PROBLEMS TO SOLVE>
(a) Answer these from the court-case passage, marking each answer (i), (ii), (iii) on its own line:
(i) Whom must the court decide about, as to whether he killed Jones?
(ii) In a criminal case, how strongly must the evidence show that he killed Jones?
(iii) In a civil case, what must the evidence do?
(b) List every question the court-case passage asks about the witnesses, word for word.
(c) Pick up the passage on the court case after its last sentence and continue it.

SOURCE PASSAGE>
########

On further reflection, the combination of the two conclusions is less surprising. Many non-philosophical questions that are not about thought or language cannot be resolved without inquiry into thought or language. Suppose that a court of law must decide whether Smith killed Jones. The question is not who said or thought what. Nevertheless, the crucial arguments may be over whether to trust the witnesses’ testimony. How is what they say now related to what they think now or thought then? How is what they think now or thought then related to what actually happened? Are they lying or sincere? Are their memories confused or clear? Those are questions about their thought and speech. They hold the key to whether Smith killed Jones, even though that question is not about thought about language.12 Of course, the questions about the thought or talk are not about it in isolation from what it is thought or talk about: they are relevant because they concern the relation between the thought or talk and what it is about.
The court must decide the issue on the evidence before it. In a criminal case, does the evidence put it beyond reasonable doubt that Smith killed Jones? In a civil case, does the evidence make it more probable than not? If the court is really deciding a question about testimonial evidence, that is already a question about talk.13 But the question about the evidence arises in virtue of its bearing on the primary question, whether Smith killed Jones. Indeed, the question about the evidence is exactly a question about its bearing on the primary question. So the point stands.

########

EXTRACTED DATA>

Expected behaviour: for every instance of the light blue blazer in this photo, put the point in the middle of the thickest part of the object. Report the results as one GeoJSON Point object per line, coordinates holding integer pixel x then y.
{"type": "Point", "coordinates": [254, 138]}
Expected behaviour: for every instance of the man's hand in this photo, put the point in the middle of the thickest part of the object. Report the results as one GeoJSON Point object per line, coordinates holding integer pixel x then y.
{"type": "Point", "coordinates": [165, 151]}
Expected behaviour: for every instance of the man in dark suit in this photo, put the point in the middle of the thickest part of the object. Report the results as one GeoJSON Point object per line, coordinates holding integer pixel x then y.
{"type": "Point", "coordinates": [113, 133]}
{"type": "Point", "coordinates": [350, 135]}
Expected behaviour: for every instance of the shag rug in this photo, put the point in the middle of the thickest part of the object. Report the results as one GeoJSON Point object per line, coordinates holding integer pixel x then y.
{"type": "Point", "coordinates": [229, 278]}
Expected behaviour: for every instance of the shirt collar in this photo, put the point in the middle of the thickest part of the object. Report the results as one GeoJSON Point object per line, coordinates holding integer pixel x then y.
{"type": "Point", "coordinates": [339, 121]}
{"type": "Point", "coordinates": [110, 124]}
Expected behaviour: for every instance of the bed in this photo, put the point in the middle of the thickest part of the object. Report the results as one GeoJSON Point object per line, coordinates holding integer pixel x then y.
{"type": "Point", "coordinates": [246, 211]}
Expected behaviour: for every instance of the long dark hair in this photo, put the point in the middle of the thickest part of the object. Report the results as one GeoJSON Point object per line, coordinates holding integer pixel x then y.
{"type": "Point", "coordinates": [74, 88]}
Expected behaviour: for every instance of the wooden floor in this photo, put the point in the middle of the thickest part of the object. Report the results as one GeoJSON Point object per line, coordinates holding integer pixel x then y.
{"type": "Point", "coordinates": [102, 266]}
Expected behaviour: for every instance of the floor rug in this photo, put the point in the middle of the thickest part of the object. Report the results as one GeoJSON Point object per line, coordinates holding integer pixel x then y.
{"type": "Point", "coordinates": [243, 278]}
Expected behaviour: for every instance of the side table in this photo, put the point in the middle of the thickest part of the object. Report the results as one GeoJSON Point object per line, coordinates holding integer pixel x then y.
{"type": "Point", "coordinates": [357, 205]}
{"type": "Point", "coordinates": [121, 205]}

########

RESPONSES TO THE EXERCISE>
(a)
(i) Smith
(ii) Beyond reasonable doubt
(iii) Make it more probable than not that Smith killed Jones

(b)
How is what they say now related to what they think now or thought then?
How is what they think now or thought then related to what actually happened?
Are they lying or sincere?
Are their memories confused or clear?

(c)
Historians are often in a similar position. They want to know what happened. The way to achieve that is largely by considering documents, linguistic accounts of what happened – not in isolation, but in relation to what they represent. Most obviously, historians want to know whether the documents accurately represent what happened, but to answer that question they must in turn ask about their provenance: who produced them, when and why? Thus the history of the events of primary interest requires a history of thought and talk about those events. Those histories typically overlap, for thought or talk about some part of a complex human event is often another part of the same complex event.
Something analogous occurs in the methodology of the natural sciences. We wish to know the value of some physical quantity. We must devise apparatus to measure it. We may find ourselves in disputes over the functioning of different devices. Although the primary question was not about those measuring devices, we cannot answer it adequately without considering them. We need a theory about the relation between the value of the quantity and the representations of it we record when we use our instruments. The scientific investigation of the physical quantity widens to include the scientific investigation of its interaction with our experimental equipment. After all, our apparatus is part of the same natural world as the primary topic of our inquiry.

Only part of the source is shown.